Work to complete:
A – Answer these questions from the forum post about Sports Personality of the Year:
(i) According to the post, where are Liverpool at the moment?
(ii) By roughly what ratio does the writer claim Liverpool fans outnumber Chelsea fans in the country?
(iii) Which player does the writer guarantee will not win, and what placing does the writer bet he will miss?
B – Reproduce word for word everything in the forum post about Sports Personality of the Year from "# Off-Topic Discussion" down to "won it clear.".
C – Write the next part of the forum post about Sports Personality of the Year, picking up after its final sentence.

[Start of Provided passage]

# Off-Topic Discussion > Sports >  sports personality of the year

## chance

this is so rigged its unbelievable! notice how jose morineho(sp) won coach of the year for winning the premirership and the carling cup.liverpool won the european cup which is a much harder trophy to win but the reason he didnt win it was because he wasnt there,liverpool are in japan at the moment so its better pr for the bbc to give it to someone whos there.be honest liverpool fans out number chelsea fans by about 50-1 in this country so if supporters are suppose to be voting rafa would have won it clear.
they havent said the winner of sports personality of the year yet,but i guarantee stephen gerrard wont win it as he isnt and cant be there tonight,bet he doesnt even make the top 3.it is rigged!!!

[End of Provided passage]
[Start of Stored data]

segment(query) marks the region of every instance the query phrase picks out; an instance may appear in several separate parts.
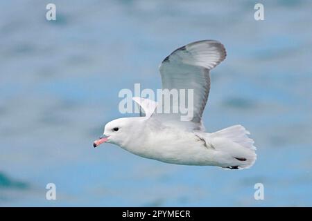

[End of Stored data]

The replies:
A –
(i) Japan.
(ii) About 50 to 1.
(iii) Stephen Gerrard; the writer bets he will not even make the top 3.

B –
# Off-Topic Discussion > Sports >  sports personality of the year

## chance

this is so rigged its unbelievable! notice how jose morineho(sp) won coach of the year for winning the premirership and the carling cup.liverpool won the european cup which is a much harder trophy to win but the reason he didnt win it was because he wasnt there,liverpool are in japan at the moment so its better pr for the bbc to give it to someone whos there.be honest liverpool fans out number chelsea fans by about 50-1 in this country so if supporters are suppose to be voting rafa would have won it clear.

C –
----------


## chance

gerrards supposedley 3rd.ridiculous!!!  :Angry:

----------


## pookie1968uk

> this is so rigged its unbelievable! notice how jose morineho(sp) won coach of the year for winning the premirership and the carling cup.liverpool won the european cup which is a much harder trophy to win but the reason he didnt win it was because he wasnt there,liverpool are in japan at the moment so its better pr for the bbc to give it to someone whos there.be honest liverpool fans out number chelsea fans by about 50-1 in this country so if supporters are suppose to be voting rafa would have won it clear.
> they havent said the winner of sports personality of the year yet,but i guarantee stephen gerrard wont win it as he isnt and cant be there tonight,bet he doesnt even make the top 3.it is rigged!!!


you are so right. rediculous. its not every day a british club becomes champions of europe is it, rafa should have definitely got it!

----------


## Meh

Flintoff deserved to win. Where did McArthur come from?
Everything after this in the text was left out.